Show every line of the entries below that contains the string "rock".

▼▼▼

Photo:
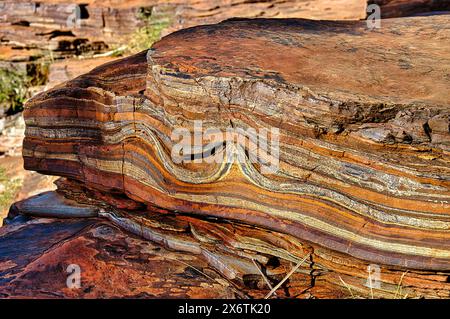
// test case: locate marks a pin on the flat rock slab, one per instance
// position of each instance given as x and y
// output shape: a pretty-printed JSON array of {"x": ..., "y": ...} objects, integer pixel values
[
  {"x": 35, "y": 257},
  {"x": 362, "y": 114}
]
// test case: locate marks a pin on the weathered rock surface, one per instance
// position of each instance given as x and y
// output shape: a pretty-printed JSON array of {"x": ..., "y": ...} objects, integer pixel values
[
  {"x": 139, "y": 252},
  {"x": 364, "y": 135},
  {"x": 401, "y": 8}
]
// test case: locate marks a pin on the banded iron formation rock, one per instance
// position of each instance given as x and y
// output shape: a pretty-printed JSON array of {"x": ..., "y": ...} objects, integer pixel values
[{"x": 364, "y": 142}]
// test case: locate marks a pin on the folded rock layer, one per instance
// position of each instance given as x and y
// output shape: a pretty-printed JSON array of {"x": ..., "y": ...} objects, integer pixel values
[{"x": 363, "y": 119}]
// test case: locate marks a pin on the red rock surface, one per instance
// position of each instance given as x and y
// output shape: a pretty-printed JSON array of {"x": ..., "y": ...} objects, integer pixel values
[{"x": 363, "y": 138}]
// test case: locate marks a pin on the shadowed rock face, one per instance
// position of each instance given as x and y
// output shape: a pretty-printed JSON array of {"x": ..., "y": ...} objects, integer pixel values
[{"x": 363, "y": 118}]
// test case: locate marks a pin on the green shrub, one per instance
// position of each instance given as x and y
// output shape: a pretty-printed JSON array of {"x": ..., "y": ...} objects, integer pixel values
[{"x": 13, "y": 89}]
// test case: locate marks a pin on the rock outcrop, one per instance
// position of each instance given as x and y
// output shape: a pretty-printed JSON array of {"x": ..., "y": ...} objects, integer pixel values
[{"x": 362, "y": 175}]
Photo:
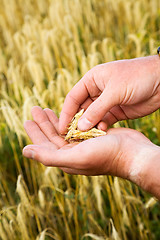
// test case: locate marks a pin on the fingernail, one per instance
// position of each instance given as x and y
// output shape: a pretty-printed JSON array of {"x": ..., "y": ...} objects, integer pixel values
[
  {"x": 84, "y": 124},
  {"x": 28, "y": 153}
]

▲▲▲
▼▼▼

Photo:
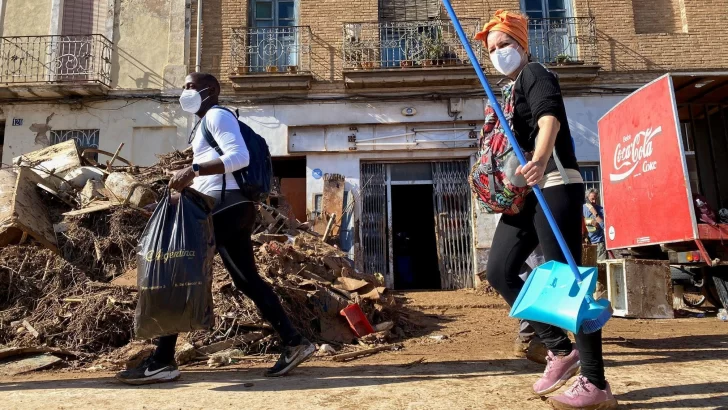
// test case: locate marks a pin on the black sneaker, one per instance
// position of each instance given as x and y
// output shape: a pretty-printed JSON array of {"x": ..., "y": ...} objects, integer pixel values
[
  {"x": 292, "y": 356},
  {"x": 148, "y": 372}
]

▲▲▲

▶ _Result of this exercise_:
// test case: locate marks a pin on the flat rock slab, one per instance
// test case: locate marks a pin on the weathered rock surface, one per instance
// test case: locate marks a pin on the banded iron formation rock, one per instance
// test case: locate marks a pin on the folded rock layer, one per instance
// test case: locate marks a pin on the red rock surface, one per instance
// test case: locate marks a pin on the shadowed rock face, one per instance
// test case: locate marks a pin on the rock outcrop, one per instance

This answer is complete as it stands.